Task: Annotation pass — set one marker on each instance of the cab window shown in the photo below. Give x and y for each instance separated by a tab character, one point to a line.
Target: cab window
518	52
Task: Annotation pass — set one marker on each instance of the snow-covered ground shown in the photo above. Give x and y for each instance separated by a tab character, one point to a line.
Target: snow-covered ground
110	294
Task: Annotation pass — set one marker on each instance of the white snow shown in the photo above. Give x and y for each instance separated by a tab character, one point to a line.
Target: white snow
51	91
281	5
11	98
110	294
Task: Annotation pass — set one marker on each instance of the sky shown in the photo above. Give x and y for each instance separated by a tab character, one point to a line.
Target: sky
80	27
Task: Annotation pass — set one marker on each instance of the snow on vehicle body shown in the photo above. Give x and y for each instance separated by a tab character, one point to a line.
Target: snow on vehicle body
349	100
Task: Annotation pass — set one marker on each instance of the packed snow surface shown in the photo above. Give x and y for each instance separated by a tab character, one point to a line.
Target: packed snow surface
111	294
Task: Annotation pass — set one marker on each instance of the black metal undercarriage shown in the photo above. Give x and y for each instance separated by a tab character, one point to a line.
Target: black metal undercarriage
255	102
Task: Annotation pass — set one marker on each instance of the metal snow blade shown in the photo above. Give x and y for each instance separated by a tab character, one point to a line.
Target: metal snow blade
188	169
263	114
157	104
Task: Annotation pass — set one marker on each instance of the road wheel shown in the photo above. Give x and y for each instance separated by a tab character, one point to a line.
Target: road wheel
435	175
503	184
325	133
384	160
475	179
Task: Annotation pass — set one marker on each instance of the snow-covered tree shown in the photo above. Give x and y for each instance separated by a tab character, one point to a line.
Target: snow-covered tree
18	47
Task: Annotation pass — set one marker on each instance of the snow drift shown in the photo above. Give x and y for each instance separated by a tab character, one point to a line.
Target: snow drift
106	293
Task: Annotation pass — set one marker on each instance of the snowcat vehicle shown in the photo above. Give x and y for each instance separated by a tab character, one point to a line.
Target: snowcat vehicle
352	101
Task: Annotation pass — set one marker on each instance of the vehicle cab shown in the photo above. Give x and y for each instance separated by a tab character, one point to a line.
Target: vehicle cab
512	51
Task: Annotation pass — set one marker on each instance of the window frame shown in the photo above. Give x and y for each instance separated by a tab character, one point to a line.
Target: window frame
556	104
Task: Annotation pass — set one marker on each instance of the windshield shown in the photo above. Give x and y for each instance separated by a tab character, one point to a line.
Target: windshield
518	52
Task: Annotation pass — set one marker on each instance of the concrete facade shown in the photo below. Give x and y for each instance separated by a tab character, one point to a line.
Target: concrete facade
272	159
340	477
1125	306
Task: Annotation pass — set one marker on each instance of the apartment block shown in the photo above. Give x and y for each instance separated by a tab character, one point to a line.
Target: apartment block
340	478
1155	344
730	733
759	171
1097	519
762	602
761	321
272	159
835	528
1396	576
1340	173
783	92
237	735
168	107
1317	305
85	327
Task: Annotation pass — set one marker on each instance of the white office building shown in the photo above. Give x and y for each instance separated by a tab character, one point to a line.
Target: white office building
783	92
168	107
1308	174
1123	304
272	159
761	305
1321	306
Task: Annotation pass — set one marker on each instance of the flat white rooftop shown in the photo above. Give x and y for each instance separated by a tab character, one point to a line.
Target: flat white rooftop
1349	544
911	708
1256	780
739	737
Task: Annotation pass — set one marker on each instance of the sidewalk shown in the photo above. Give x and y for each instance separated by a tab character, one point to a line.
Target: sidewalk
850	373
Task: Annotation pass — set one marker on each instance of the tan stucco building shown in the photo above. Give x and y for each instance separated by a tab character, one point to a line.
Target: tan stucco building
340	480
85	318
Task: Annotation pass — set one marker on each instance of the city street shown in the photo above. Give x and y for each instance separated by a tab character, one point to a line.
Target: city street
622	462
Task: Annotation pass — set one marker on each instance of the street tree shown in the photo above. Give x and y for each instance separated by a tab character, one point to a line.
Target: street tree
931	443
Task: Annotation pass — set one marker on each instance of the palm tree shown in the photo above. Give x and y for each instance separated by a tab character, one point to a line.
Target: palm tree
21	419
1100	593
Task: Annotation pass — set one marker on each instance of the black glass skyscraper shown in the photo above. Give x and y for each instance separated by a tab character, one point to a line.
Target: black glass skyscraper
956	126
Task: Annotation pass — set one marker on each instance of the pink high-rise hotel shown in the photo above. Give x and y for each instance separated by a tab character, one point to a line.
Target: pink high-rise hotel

----

→ Exercise details
Quote every line of the data, word for word.

→ Exercise response
Task: Annotation pass — set one marker on each instance of the cab window shown in the photo below. Give x and y for each instance separated by a tab character, one point to a line.
Target: cab window
518	52
Task: Annotation pass — set one marker on each instance of the snow-covered ground shown in the photo above. Give x and y for each instance separated by a tab character, one point to a line.
Target: snow-covered ground
110	294
Task: Annotation pass — set one marker on each instance of the white snow shown in the photo above. Give x and y for each instance separated by a tab character, one point to a line.
Target: white snow
51	91
281	5
11	98
110	294
Task: Annotation pass — set one marker on each instance of the sky shown in the photo above. Give x and y for each instance separated by a tab character, one point to a line.
Target: sky
80	27
Task: Annotation pass — set one marker on each instance of the snow on vehicle body shown in the photo above. Give x and y for each instance separated by a tab character, one point to a line.
Target: snow on vehicle body
349	100
Task: Annotation pass — set one marker on each instance of the packed snow surface shown in the photo above. Give x and y for each instance separated by a tab character, one point to a line.
Target: packed snow surface
111	294
Task: Annotation pass — set one marker on each instance of the black metal undercarriage shown in the photo above. Give x and y for each instance separated by a tab character, one point to a line.
Target: black metal undercarriage
255	102
Task: Annotation pass — set one marker on each instance of the metal snow blade shown in the photo above. Give x and y for each instance separated by a tab character, one point to a line.
Target: metal snow blade
188	169
263	114
157	104
Task: Annotation pass — set one marker on each instance of the road wheel shown in the photo above. Give x and y for each instance separated by a tab character, one point to a line.
Target: road wheel
435	175
503	184
325	133
384	160
475	179
Task: Annotation pass — set one marker on each instance of the snow-covered tree shown in the photo above. Give x and y for each instance separated by a tab character, one point to a line.
Target: snow-covered tree
18	47
Task: Annotation pass — set one marker on each instance of the snow drift shown in the photo above. Give x and y for each instance separated by a tab character, one point to a line.
Target: snow drift
106	293
Task: Annotation pass — set one marker on each instance of the snowcat vehicle shown in the photo above. Give x and y for each instance separated by a tab character, one point to a line.
Target: snowcat vehicle
352	101
Task: Annotation pass — set one marker on each instance of the vehicle cab shown in the photo above. Give x and y for each instance separated by a tab character, one point to a line.
Target: vehicle cab
512	51
Task: Annotation pass — set one marker on each instance of the window frame shown in the photo above. Give x and y for each instance separated by a tab character, one point to a line.
Target: window frame
556	104
Task: Annotation pass — set one marker on each instance of the windshield shown in the photo above. Give x and y for each instance separated by a tab character, one point to a line.
Target: windshield
518	52
Task: Annotation pass — set one marker on each instance of the concrete facade shown in the photo below. Give x and y for each instance separated by a tab character, one point to a line.
Target: concrete facade
272	159
340	477
1125	306
Task: Annotation pass — set one marker on each instance of the apartment block shown in the photo above. Give x and y for each instance separated by a tab character, one point to a line.
Target: apartment block
340	478
1155	344
730	733
759	171
1097	519
762	602
761	321
272	159
835	528
1396	576
1340	173
783	92
237	735
168	107
1317	305
85	327
Task: Annotation pass — set one marker on each instance of the white office building shown in the photo above. Give x and y for each instance separated by a tab character, one point to a line.
Target: white office building
783	92
168	107
1308	174
1123	304
272	159
761	305
1321	306
Task: Annotation pass — set one marker on each instance of the flat white rooftop shown in the photo above. Give x and y for each instance separated by a tab character, one point to a line.
Target: flat white rooftop
1349	544
911	708
1256	780
739	737
Task: Annotation pass — set one marker on each instance of the sidewalk shown in the photo above. Give x and y for each instance separated by a tab character, one point to a line.
Target: sidewalk
850	373
Task: Annotation pass — set one marker on each instance of the tan stucco building shown in the photo above. Give x and y for each instance separated by a tab character, one point to a line.
Target: tan stucco building
340	480
85	318
Task: Annotation pass — set one marker on each instance of the city street shown in the photo above. Give x and y for each instance separated by a tab character, one point to a line.
Target: city street
622	462
Task: Annotation pass — set one marker on each instance of the street tree shown in the photo above. Give x and y for each instance separated by a tab character, one point to a line.
Target: street tree
931	443
Task: Annotation pass — set one marker on each instance of the palm tree shown in the photo above. Give x and y for each instance separated by a tab character, one point to a line.
Target: palm tree
21	419
1100	593
Task: Annotation pass — set one marker on each instance of the black glass skyscraper shown in the photo above. Give x and y for each instance separated by a tab character, one point to a line.
Target: black glass skyscraper
956	126
Task: Annotation pass — set one marker on each instance of the pink high-rise hotel shown in the photo above. Give x and y for each instance separated by a tab character, one point to a line.
Target: pink high-rise hotel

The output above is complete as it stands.